> **Aim**
Quote the forum thread on the 434 hydraulic problem word for word between "hi, im new to" and "be very welcome.", inclusive.

# 434 hydraulic problem



## vannelle (Sep 7, 2007)

hi, im new to tractors and just purchased my first one to use on my 8 acre smallholding, it is an international 434 with a front end loader. I have connected a link box to the three point link and have no problems raising it but have trouble keeping it up. when it is in the raised position and i shut off the valve it drops straight away. If ileave the valve open i can feelthe pump pulsing away to hold it up. Any help on this matter would be very welcome.


----------



## Live Oak (Dec 22, 2003)

Sounds like the lift servo valve or seals/packing o-rings are leaking. You may have to disassemble the lift to rebuild or repair it. 





HERE is a link to a diagram of the lift assemble and associated parts. Is this the lift on your tractor or do you have a different version? Anyhow hope this gives you an idea of what to look at and the seals and o-rings are still available but the housing and cylinders are retired parts. 

By the way, welcome to Tractor Forum! Let us know how things go on this project and don't be a stranger.


----------



## vannelle (Sep 7, 2007)

thanks for the link to the diagram dont know what type i have butwill check it out tomorrow thank you once again


----------



## Live Oak (Dec 22, 2003)

For your future reference.

HERE is a link to the Case/IH parts website where you can look up your 434 parts and find what you need or just get an idea of how something is assembled.


----------



## vannelle (Sep 7, 2007)

*434 hydraulics*

Once again thank you very much for the link,the best one so far, just the thing i have been looking for.Only got access to computer on weekends so will let you know how i get on as soon as i can.


----------

> **Data extract**
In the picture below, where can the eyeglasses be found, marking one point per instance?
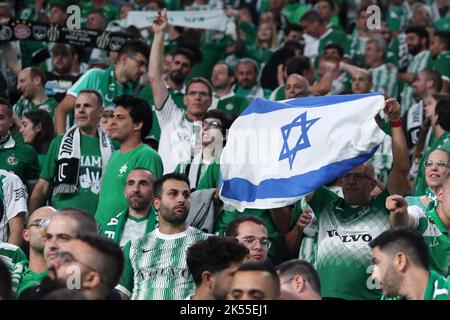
(67, 257)
(356, 176)
(40, 223)
(141, 63)
(211, 125)
(202, 94)
(251, 241)
(439, 164)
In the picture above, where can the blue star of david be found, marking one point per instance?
(303, 140)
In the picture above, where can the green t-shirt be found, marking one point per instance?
(90, 174)
(21, 159)
(112, 198)
(103, 81)
(11, 253)
(436, 235)
(344, 258)
(155, 266)
(24, 105)
(442, 143)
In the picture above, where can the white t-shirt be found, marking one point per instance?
(177, 139)
(14, 197)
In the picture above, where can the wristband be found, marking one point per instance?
(396, 123)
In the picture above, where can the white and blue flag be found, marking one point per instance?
(277, 152)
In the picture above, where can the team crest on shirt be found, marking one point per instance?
(12, 160)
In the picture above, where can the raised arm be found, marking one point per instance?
(397, 181)
(398, 208)
(156, 60)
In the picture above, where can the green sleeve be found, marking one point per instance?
(321, 199)
(90, 80)
(49, 167)
(211, 177)
(152, 161)
(32, 169)
(127, 280)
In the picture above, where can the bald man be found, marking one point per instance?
(35, 269)
(296, 86)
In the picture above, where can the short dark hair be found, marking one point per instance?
(5, 282)
(266, 266)
(213, 254)
(293, 27)
(5, 102)
(233, 226)
(219, 114)
(295, 267)
(169, 176)
(404, 239)
(435, 77)
(37, 72)
(443, 113)
(312, 16)
(336, 46)
(133, 47)
(111, 256)
(444, 37)
(43, 138)
(96, 94)
(421, 32)
(140, 111)
(298, 65)
(85, 222)
(200, 80)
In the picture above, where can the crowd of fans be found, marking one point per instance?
(110, 161)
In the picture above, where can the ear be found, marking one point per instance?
(138, 126)
(208, 279)
(26, 235)
(91, 280)
(156, 203)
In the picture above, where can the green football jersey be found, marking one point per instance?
(155, 266)
(436, 235)
(344, 258)
(90, 175)
(112, 198)
(20, 159)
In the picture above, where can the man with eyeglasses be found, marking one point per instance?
(89, 263)
(63, 226)
(346, 225)
(115, 81)
(433, 224)
(30, 273)
(180, 130)
(251, 232)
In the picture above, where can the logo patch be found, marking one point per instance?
(12, 160)
(39, 32)
(22, 31)
(5, 33)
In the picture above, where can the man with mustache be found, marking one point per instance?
(155, 264)
(140, 216)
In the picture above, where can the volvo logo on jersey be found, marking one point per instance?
(353, 237)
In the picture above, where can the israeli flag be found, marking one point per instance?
(278, 152)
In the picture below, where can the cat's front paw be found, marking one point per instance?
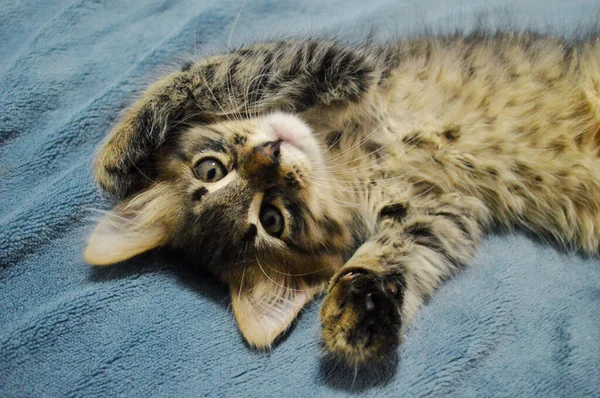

> **Solved exercise**
hi, im new to tractors and just purchased my first one to use on my 8 acre smallholding, it is an international 434 with a front end loader. I have connected a link box to the three point link and have no problems raising it but have trouble keeping it up. when it is in the raised position and i shut off the valve it drops straight away. If ileave the valve open i can feelthe pump pulsing away to hold it up. Any help on this matter would be very welcome.